#### TASK MATERIAL ####
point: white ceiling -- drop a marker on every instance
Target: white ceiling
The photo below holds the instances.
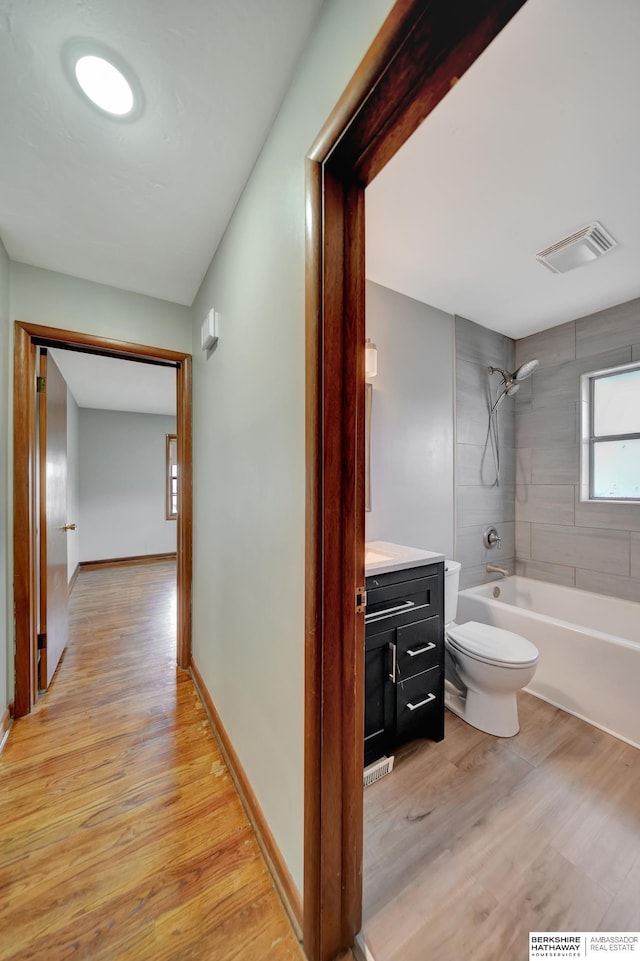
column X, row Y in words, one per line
column 538, row 139
column 108, row 383
column 138, row 205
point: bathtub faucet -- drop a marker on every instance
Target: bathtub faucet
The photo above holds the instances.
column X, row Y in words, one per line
column 494, row 569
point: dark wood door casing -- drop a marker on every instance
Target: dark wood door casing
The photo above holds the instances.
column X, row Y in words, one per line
column 27, row 338
column 419, row 54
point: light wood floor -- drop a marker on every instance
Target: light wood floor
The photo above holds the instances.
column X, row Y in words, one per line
column 121, row 834
column 473, row 842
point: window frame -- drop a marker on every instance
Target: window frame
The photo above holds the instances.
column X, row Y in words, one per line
column 169, row 462
column 588, row 439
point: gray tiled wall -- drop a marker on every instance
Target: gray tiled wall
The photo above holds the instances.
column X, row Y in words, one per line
column 480, row 503
column 558, row 537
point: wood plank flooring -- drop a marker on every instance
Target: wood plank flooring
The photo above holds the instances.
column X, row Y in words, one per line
column 121, row 834
column 473, row 842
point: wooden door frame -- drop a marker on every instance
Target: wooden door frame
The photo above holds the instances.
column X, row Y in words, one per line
column 27, row 338
column 421, row 50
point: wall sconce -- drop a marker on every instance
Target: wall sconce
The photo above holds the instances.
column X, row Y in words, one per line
column 370, row 359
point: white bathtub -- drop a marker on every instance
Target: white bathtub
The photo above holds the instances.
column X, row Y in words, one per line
column 589, row 647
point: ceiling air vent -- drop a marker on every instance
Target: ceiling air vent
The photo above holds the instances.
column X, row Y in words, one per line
column 580, row 248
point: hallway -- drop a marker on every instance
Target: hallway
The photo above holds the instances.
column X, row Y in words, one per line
column 121, row 833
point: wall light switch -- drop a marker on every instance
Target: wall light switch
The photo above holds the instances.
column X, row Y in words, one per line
column 209, row 330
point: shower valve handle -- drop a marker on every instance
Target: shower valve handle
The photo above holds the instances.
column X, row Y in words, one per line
column 491, row 538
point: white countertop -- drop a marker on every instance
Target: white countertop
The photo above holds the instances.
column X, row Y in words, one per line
column 381, row 557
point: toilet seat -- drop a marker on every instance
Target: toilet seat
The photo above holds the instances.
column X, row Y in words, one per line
column 493, row 645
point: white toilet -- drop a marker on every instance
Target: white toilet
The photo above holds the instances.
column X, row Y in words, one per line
column 484, row 667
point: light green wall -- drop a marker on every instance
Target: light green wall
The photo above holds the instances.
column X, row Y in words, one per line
column 57, row 300
column 6, row 650
column 249, row 481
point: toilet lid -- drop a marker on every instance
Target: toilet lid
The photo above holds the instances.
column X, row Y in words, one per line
column 492, row 644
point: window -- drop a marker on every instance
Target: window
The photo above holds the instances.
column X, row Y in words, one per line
column 172, row 477
column 610, row 434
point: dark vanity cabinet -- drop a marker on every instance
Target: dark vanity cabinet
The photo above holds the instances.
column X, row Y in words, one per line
column 404, row 658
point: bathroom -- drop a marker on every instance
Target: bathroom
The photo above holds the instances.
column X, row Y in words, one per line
column 433, row 486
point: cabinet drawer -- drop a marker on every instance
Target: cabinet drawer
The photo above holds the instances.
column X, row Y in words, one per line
column 419, row 704
column 406, row 597
column 419, row 646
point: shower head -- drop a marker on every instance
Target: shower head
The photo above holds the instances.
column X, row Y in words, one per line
column 509, row 380
column 526, row 370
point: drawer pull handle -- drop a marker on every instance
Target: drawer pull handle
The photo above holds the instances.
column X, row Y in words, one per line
column 378, row 615
column 427, row 700
column 421, row 650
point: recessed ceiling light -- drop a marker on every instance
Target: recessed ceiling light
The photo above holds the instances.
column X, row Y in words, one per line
column 103, row 77
column 104, row 85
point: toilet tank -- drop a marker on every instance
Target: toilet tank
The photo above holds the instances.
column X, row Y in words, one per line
column 451, row 583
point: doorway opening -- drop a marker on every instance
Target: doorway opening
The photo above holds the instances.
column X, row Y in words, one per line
column 30, row 339
column 419, row 53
####
## TASK
The reply should consist of one number, the count of lines above with the string "pull" in them.

## EXPECTED ANSWER
2